> **TASK INSTRUCTIONS**:
• a. Translate the following sentence from the report on the developers' appeal into Spanish: "PUTRAJAYA: Homebuyers cannot sue for damages against developers for properties that received extensions of time (EOT) before 2020."
• b. Rewrite the report on the developers' appeal from "On this ground, the" up to and including "and not retrospectively.", substituting "house purchasers" for "homebuyers".
• c. Answer these questions using the report on the developers' appeal:
(i) Who led the five-member panel that delivered the judgment?
(ii) Which two developers were sued by homebuyers?
(iii) Which news agency is named as the source of the report?

> **PASSAGE TO READ**:
Developers win appeal


PUTRAJAYA: Homebuyers cannot sue for damages against developers for properties that received extensions of time (EOT) before 2020.

On this ground, the Federal Court allowed appeals by two developers to stop claims for liquidated ascertained damages (LAD) from homebuyers over late delivery of vacant possession.

The judgment yesterday, delivered by a five-member panel led by Court of Appeal president Justice Abang Iskandar Abang Hashim, decided that the Federal Court’s 2020 decision in Ang Ming Lee & Ors v Menteri Kesejahteraan Bandar, Perumahan dan Kerajaan Tempatan should be applied prospectively and not retrospectively.

Citing Regulation 11(3) of the Housing Development Regulations (HDR) 1989, the court ruled that the Housing and Local Government Minister had no power to delegate to the Controller of Housing the authority to grant EOT to a developer for completing units in a housing development.

In the case yesterday, two developers – Prema Bonanza Sdn Bhd and Sri Damansara Sdn Bhd – were sued by homebuyers for delivering vacant possession of the units more than 36 months from the specified time frame of between 42 and 52 months following the EOT granted by the Controller of Housing to complete the housing project.

Federal Court judge Justice Hasnah Mohammed Hashim, who delivered the judgment, said at the time the EOT was granted, Regulation 11(3) of the HDR 1989, was valid and the terms of the Sale and Purchase Agreement (SPA) were based on the approved extension as required by law.

The other judges on the Bench were Federal Court judges Justices Zabariah Mohd Yusof, Harmindar Singh Dhaliwal and Abdul Karim Abdul Jalil, Bernama reported.

> **DATA SUPPLIED**:

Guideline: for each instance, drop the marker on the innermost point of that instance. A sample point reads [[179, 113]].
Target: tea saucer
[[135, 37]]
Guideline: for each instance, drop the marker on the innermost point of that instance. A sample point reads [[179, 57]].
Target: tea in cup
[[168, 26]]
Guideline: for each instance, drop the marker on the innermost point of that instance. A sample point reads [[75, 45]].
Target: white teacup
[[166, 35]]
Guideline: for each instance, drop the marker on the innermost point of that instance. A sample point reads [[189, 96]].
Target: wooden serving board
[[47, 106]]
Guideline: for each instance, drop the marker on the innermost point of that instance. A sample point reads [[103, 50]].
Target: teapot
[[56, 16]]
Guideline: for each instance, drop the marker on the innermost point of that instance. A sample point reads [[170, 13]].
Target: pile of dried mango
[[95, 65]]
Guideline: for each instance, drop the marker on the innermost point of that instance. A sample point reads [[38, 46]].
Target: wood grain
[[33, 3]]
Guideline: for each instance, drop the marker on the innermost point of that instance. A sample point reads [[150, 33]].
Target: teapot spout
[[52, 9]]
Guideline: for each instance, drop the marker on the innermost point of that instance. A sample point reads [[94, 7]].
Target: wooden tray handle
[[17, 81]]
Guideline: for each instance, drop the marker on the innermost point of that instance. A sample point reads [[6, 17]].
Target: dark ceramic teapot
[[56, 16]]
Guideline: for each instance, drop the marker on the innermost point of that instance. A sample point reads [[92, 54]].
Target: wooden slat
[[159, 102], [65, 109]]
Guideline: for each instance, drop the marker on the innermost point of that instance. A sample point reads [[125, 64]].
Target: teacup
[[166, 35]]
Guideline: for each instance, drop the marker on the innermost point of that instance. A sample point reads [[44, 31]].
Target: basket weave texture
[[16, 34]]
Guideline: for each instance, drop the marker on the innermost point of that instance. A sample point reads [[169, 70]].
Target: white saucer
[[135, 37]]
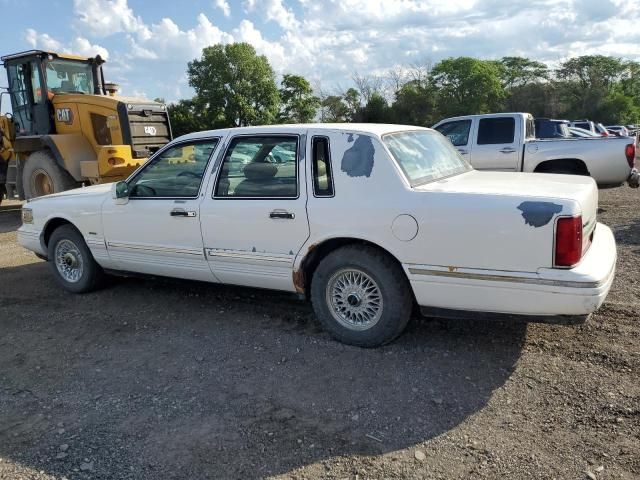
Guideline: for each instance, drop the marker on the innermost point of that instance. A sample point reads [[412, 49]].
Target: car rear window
[[493, 131], [425, 155]]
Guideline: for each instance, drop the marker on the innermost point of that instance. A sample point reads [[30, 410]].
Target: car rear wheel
[[71, 261], [361, 296]]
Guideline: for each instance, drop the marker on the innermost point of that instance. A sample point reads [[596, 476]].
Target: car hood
[[92, 190]]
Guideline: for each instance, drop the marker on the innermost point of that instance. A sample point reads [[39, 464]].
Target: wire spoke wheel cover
[[354, 299], [69, 261]]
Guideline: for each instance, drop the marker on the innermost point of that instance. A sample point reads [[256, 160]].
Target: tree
[[299, 105], [467, 85], [334, 110], [376, 110], [415, 104], [520, 71], [234, 85]]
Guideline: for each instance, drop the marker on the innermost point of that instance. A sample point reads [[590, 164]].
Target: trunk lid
[[580, 189]]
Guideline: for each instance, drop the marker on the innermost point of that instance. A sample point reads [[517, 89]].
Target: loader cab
[[35, 77]]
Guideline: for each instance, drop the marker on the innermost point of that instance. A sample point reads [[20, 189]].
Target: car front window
[[174, 173], [425, 155]]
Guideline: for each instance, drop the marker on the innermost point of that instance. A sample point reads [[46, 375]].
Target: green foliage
[[467, 85], [299, 105], [234, 85]]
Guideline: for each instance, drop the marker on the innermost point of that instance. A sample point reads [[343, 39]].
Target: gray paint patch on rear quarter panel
[[357, 161], [538, 214]]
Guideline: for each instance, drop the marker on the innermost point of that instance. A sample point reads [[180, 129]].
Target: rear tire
[[72, 263], [41, 175], [361, 296]]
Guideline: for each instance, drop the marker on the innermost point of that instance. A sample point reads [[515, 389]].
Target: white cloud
[[273, 11], [78, 46], [223, 5], [106, 17]]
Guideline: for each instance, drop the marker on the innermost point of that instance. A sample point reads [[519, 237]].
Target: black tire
[[393, 290], [68, 248], [41, 175]]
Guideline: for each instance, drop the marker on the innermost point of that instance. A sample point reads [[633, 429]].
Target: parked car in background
[[582, 133], [618, 130], [551, 128], [363, 219], [507, 142]]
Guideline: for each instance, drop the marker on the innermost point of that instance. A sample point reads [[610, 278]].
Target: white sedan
[[365, 220]]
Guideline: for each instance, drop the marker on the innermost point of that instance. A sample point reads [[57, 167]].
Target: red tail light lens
[[568, 241], [630, 153]]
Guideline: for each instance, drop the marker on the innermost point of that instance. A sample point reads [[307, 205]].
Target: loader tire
[[41, 175]]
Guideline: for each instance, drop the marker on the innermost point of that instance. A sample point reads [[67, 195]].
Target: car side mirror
[[120, 192]]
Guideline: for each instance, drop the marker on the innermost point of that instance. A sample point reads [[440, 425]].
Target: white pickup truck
[[507, 142]]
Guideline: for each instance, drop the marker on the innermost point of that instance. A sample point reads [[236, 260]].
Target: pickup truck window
[[321, 165], [424, 156], [493, 131], [457, 131], [174, 173], [259, 167]]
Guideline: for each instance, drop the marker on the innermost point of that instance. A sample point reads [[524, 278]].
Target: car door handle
[[179, 212], [282, 214]]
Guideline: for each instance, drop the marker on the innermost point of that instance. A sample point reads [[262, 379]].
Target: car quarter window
[[456, 131], [175, 172], [259, 167], [321, 167], [496, 130]]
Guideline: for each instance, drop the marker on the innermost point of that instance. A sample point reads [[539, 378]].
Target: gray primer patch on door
[[538, 214], [357, 161]]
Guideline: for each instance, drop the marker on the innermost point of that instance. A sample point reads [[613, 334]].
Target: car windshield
[[425, 155], [69, 76]]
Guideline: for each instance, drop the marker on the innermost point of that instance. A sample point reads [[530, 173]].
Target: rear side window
[[321, 165], [496, 130], [457, 131], [259, 167]]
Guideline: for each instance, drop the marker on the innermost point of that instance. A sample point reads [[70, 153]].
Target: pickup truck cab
[[365, 220], [507, 142]]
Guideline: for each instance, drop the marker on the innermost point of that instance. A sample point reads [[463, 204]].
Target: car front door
[[496, 145], [458, 132], [157, 229], [254, 220]]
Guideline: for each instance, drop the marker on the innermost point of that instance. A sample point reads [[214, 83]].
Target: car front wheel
[[361, 296], [72, 263]]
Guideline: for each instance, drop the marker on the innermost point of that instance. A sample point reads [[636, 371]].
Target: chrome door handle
[[179, 212], [282, 214]]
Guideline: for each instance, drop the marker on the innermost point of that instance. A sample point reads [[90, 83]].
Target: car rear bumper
[[550, 292]]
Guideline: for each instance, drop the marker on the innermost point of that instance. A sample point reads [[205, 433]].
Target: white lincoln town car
[[365, 220]]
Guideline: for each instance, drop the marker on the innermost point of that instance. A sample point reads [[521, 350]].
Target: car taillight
[[568, 241], [630, 153]]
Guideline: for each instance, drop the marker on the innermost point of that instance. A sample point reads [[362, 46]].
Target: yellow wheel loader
[[69, 128]]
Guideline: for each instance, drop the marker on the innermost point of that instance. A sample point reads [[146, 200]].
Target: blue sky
[[148, 43]]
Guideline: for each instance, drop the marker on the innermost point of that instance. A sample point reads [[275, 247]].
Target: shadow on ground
[[150, 379]]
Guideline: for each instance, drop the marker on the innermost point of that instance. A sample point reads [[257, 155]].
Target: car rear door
[[496, 144], [254, 217]]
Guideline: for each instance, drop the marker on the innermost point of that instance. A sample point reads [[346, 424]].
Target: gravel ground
[[159, 379]]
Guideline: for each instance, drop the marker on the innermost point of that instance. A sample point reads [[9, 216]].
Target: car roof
[[370, 128]]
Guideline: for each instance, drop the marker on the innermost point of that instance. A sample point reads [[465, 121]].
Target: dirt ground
[[177, 380]]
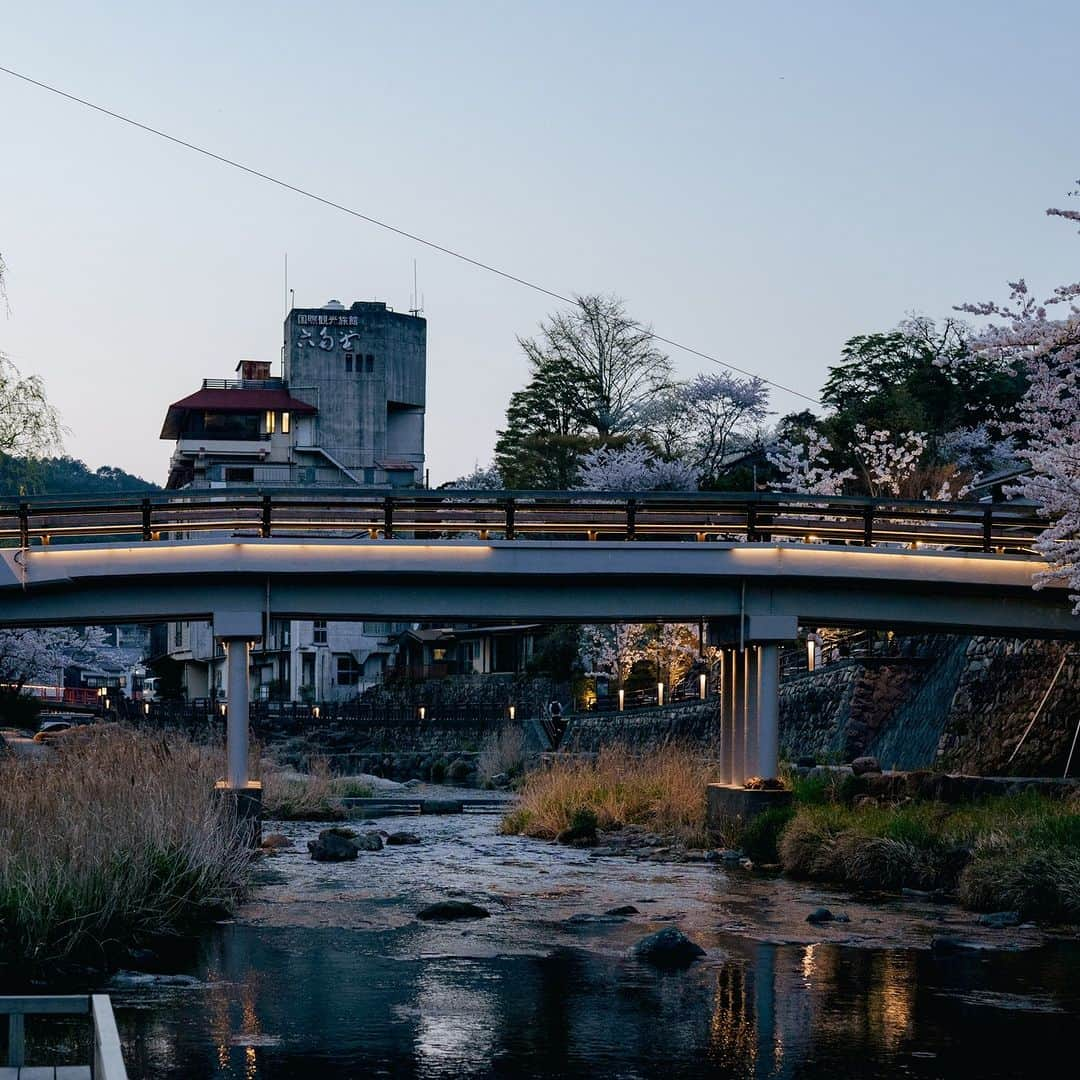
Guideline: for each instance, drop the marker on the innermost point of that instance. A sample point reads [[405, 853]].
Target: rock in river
[[667, 948], [333, 846], [446, 910]]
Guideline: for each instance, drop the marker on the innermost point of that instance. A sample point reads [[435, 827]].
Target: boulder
[[459, 769], [863, 765], [447, 910], [336, 846], [401, 838], [667, 948]]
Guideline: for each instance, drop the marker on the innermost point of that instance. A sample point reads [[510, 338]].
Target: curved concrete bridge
[[753, 566]]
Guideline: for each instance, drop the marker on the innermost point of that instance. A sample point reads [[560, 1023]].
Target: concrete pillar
[[238, 653], [751, 656], [723, 717], [768, 753], [739, 728]]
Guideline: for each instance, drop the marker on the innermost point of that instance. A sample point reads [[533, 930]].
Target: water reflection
[[283, 1002]]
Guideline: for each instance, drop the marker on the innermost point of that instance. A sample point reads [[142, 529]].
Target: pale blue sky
[[757, 180]]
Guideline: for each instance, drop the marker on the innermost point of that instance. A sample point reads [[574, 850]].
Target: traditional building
[[347, 412]]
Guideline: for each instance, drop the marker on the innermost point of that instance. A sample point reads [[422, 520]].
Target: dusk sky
[[759, 181]]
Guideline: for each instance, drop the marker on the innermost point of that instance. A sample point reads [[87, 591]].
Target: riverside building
[[347, 412]]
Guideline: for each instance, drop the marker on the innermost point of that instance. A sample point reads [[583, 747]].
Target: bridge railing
[[522, 515]]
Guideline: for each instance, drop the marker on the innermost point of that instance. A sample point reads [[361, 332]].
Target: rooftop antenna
[[416, 301]]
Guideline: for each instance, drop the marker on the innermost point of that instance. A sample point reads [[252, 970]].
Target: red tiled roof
[[232, 401]]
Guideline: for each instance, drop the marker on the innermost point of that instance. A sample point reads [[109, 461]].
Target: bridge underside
[[535, 581]]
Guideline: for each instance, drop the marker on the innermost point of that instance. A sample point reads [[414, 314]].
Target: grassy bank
[[664, 791], [113, 836], [1018, 852], [314, 795]]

> **RESULTS FOR THE EXERCISE**:
• a. PUTRAJAYA: Los compradores de viviendas no pueden demandar por daños y perjuicios a los promotores por propiedades que recibieron prórrogas de plazo (EOT) antes de 2020.

• b.
On this ground, the Federal Court allowed appeals by two developers to stop claims for liquidated ascertained damages (LAD) from house purchasers over late delivery of vacant possession.

The judgment yesterday, delivered by a five-member panel led by Court of Appeal president Justice Abang Iskandar Abang Hashim, decided that the Federal Court’s 2020 decision in Ang Ming Lee & Ors v Menteri Kesejahteraan Bandar, Perumahan dan Kerajaan Tempatan should be applied prospectively and not retrospectively.

• c.
(i) Court of Appeal president Justice Abang Iskandar Abang Hashim
(ii) Prema Bonanza Sdn Bhd and Sri Damansara Sdn Bhd
(iii) Bernama